> [What is being asked]
Search the records for the word "forearm" and report each line that has it.

> [Extracted information]
———

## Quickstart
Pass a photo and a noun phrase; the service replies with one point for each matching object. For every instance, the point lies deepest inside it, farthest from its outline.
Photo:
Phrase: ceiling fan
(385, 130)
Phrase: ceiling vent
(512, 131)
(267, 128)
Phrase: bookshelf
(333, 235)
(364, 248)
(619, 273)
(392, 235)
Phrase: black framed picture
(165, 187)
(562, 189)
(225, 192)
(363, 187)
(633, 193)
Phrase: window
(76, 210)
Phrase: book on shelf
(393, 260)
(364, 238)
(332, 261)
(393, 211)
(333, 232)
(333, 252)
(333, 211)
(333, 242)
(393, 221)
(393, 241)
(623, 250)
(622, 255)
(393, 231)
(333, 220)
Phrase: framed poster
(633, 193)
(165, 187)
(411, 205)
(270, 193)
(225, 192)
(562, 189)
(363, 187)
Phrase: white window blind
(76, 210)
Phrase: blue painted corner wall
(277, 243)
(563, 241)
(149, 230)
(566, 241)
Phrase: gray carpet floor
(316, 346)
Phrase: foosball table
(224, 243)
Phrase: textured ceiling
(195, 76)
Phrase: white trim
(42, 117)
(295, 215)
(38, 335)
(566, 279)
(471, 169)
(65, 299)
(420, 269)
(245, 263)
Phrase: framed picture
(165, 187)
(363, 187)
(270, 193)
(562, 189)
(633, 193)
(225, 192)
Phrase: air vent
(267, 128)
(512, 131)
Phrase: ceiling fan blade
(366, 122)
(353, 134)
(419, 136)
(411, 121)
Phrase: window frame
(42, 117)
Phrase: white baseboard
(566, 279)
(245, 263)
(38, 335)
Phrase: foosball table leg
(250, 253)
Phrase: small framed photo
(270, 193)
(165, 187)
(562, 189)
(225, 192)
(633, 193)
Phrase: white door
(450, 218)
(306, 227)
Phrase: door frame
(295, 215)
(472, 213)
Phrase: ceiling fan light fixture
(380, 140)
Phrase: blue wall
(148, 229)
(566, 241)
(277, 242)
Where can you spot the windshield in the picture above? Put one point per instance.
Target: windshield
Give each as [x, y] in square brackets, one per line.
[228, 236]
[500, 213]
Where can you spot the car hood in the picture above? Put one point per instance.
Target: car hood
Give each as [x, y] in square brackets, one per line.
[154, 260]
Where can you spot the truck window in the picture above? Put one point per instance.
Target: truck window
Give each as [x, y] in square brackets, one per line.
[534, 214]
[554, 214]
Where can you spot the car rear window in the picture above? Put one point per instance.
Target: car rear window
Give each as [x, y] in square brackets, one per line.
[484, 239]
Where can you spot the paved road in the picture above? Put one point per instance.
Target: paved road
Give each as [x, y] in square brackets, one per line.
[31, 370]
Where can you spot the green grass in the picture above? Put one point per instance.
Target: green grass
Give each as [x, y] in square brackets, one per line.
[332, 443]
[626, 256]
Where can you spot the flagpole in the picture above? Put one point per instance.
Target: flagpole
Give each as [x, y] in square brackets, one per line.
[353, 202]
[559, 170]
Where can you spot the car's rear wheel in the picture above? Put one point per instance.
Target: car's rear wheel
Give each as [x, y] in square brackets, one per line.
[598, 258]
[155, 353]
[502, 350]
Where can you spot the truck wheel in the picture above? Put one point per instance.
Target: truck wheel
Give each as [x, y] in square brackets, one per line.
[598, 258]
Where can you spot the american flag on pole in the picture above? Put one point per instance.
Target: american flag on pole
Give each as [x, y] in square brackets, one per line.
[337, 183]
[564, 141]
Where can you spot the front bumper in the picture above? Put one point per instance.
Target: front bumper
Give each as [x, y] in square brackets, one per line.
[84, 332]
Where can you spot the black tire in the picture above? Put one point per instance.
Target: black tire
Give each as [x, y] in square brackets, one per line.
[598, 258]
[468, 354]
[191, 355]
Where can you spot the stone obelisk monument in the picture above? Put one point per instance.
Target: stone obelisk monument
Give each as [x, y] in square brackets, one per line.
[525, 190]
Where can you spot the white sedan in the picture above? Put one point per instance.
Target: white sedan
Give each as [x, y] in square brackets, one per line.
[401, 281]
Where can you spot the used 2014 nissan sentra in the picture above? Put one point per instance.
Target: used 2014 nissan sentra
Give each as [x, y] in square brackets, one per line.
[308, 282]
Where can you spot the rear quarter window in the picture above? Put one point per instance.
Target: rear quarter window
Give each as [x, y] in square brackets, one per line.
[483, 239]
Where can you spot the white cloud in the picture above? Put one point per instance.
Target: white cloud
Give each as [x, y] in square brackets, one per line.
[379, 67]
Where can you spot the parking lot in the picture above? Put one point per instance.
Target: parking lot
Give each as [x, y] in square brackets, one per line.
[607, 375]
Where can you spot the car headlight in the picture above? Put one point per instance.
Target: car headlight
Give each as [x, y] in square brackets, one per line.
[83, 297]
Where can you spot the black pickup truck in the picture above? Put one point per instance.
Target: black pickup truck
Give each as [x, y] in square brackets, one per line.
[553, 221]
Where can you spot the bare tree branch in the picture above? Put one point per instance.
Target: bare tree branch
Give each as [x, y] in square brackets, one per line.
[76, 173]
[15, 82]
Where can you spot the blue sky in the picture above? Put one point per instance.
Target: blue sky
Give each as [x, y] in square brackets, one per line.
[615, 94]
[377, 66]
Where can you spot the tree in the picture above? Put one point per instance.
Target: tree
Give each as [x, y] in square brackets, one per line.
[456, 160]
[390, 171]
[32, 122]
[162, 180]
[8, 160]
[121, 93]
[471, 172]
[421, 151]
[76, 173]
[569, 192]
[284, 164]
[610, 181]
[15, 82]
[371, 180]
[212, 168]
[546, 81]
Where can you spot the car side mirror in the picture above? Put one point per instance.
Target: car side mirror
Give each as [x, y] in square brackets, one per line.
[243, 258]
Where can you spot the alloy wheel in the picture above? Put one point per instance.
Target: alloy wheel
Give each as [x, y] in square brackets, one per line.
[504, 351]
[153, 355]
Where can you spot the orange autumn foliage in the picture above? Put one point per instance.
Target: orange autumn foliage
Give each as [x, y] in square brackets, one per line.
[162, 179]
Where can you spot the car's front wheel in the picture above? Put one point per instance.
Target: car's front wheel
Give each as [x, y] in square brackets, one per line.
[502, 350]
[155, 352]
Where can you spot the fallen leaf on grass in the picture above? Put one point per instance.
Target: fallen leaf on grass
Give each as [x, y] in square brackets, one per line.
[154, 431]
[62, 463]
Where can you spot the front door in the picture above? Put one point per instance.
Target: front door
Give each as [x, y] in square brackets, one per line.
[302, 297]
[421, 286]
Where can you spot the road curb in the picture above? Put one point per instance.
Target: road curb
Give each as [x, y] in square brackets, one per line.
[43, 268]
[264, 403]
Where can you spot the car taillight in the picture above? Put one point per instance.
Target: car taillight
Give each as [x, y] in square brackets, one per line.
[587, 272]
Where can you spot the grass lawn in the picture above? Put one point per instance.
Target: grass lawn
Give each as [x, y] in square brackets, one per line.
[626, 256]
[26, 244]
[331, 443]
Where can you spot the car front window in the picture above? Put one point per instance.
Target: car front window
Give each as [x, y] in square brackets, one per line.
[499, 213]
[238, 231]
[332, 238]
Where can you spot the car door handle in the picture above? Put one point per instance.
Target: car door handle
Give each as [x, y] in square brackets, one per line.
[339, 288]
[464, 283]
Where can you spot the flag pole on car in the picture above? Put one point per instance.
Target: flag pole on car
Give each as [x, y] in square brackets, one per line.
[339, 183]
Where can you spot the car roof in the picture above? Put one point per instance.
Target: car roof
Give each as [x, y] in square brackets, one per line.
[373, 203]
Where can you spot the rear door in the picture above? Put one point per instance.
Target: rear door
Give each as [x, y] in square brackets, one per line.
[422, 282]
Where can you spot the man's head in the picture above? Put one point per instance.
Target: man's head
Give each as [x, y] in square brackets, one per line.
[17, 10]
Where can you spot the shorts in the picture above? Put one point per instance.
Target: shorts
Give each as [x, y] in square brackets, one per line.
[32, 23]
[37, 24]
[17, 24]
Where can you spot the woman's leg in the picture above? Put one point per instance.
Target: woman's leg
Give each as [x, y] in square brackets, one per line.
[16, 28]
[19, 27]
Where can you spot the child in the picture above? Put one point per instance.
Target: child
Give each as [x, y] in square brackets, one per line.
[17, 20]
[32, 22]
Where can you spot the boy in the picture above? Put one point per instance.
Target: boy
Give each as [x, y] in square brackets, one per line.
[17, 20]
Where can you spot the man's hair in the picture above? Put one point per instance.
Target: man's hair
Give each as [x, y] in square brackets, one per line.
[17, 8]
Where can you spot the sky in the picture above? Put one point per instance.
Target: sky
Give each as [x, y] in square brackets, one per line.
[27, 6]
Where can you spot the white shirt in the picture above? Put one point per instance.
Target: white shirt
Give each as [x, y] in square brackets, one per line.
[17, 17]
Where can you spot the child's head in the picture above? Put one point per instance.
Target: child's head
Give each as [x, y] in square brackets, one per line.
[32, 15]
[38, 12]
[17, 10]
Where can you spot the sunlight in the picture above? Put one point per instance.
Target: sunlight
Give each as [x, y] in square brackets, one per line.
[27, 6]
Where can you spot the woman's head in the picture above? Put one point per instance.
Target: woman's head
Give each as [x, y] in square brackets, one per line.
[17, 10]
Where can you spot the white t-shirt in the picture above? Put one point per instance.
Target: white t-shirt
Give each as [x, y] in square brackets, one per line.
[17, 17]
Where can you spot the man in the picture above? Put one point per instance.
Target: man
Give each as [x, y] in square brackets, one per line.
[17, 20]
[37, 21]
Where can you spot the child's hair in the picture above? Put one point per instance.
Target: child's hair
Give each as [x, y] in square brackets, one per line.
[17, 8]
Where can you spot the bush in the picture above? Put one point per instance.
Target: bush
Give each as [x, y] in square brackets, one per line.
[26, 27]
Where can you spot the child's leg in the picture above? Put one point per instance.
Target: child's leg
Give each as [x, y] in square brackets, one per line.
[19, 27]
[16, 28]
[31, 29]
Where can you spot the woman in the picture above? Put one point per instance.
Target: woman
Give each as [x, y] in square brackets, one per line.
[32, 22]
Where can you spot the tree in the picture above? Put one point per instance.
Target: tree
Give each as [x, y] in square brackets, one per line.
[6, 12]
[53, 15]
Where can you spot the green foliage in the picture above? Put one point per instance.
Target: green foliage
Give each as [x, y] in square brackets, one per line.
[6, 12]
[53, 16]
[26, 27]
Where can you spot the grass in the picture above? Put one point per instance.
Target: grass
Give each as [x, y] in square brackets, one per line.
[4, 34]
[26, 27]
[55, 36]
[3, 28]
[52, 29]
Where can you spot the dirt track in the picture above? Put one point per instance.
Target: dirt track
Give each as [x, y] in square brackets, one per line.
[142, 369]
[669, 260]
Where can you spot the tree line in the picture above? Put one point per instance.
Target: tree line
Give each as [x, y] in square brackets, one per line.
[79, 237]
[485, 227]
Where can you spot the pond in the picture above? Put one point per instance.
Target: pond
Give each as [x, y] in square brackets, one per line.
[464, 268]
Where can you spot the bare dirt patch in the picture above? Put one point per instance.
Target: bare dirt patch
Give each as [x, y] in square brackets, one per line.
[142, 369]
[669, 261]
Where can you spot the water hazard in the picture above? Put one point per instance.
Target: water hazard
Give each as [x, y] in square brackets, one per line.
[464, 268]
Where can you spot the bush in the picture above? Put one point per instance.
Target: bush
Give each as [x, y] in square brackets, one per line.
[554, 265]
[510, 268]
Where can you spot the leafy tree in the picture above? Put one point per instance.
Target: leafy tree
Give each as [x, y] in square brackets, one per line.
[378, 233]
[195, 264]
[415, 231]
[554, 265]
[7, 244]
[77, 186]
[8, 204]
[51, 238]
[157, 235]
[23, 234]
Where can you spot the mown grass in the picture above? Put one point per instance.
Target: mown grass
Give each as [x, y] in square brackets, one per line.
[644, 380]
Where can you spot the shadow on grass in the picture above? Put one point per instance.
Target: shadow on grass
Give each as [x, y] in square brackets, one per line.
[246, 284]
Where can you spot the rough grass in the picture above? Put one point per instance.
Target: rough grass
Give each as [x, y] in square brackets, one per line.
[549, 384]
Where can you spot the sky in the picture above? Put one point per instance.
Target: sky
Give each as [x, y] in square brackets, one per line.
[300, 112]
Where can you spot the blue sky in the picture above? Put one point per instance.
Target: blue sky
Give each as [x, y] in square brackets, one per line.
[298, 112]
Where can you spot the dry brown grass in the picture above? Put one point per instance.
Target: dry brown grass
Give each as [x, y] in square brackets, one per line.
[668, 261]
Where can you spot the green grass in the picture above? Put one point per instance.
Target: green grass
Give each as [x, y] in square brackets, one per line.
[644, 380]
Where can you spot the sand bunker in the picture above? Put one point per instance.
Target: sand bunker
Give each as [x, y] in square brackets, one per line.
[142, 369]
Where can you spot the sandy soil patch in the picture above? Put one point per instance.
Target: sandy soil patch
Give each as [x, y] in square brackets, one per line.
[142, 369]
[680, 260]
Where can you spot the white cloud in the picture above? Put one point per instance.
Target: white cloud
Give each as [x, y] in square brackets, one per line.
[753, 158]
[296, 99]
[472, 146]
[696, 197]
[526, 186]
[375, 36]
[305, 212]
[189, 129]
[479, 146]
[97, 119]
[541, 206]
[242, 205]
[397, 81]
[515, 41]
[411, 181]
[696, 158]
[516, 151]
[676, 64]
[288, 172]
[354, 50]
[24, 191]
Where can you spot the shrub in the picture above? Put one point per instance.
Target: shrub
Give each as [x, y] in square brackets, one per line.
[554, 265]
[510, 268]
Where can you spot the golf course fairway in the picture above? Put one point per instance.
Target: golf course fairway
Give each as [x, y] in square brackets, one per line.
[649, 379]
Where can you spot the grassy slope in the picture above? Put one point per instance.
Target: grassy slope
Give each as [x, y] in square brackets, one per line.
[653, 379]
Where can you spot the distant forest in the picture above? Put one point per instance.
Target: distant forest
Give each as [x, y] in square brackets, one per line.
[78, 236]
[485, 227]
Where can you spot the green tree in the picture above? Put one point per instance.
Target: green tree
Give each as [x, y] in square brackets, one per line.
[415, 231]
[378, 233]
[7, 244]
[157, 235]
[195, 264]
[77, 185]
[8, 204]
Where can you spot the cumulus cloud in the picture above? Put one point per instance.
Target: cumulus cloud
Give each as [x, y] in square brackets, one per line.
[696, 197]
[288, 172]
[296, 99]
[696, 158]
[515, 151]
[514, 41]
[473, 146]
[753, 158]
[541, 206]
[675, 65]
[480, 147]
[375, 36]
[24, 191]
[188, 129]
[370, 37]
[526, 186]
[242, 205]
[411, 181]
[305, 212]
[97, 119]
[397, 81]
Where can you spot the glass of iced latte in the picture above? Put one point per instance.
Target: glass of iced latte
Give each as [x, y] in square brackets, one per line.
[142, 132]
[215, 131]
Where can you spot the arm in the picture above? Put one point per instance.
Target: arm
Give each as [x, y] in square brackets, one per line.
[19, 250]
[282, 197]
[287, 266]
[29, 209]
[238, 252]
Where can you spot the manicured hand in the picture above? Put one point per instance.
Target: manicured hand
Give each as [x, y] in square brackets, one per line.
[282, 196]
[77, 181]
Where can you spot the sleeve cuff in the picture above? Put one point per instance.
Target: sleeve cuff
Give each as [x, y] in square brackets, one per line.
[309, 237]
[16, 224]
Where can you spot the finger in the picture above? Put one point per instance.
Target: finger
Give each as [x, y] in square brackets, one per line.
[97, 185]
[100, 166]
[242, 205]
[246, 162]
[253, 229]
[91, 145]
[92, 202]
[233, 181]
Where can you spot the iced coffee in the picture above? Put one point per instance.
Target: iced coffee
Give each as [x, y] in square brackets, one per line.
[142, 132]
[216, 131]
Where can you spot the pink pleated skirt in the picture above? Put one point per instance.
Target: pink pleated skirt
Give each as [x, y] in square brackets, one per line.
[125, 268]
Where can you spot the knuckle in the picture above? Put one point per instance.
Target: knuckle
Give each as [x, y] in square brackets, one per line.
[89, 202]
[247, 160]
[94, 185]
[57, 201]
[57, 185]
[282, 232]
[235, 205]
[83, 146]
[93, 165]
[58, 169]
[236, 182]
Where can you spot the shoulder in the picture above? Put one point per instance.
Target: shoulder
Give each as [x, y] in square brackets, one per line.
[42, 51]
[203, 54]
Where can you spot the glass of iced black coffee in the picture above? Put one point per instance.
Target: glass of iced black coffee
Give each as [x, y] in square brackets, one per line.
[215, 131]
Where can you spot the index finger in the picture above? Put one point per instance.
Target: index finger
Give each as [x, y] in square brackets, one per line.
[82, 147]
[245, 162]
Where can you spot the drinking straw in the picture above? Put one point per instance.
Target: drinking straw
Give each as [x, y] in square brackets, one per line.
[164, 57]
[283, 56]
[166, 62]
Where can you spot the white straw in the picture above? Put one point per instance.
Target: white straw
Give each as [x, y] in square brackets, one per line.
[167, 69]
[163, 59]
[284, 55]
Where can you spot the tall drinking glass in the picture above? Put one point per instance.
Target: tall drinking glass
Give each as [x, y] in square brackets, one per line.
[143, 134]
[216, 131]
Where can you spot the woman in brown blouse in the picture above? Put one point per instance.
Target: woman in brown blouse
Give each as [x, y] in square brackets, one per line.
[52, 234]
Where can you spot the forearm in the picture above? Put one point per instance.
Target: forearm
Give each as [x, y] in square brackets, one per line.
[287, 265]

———

> [Reply]
Where can you spot the forearm in the picture above? Put one point per instance.
Target: forearm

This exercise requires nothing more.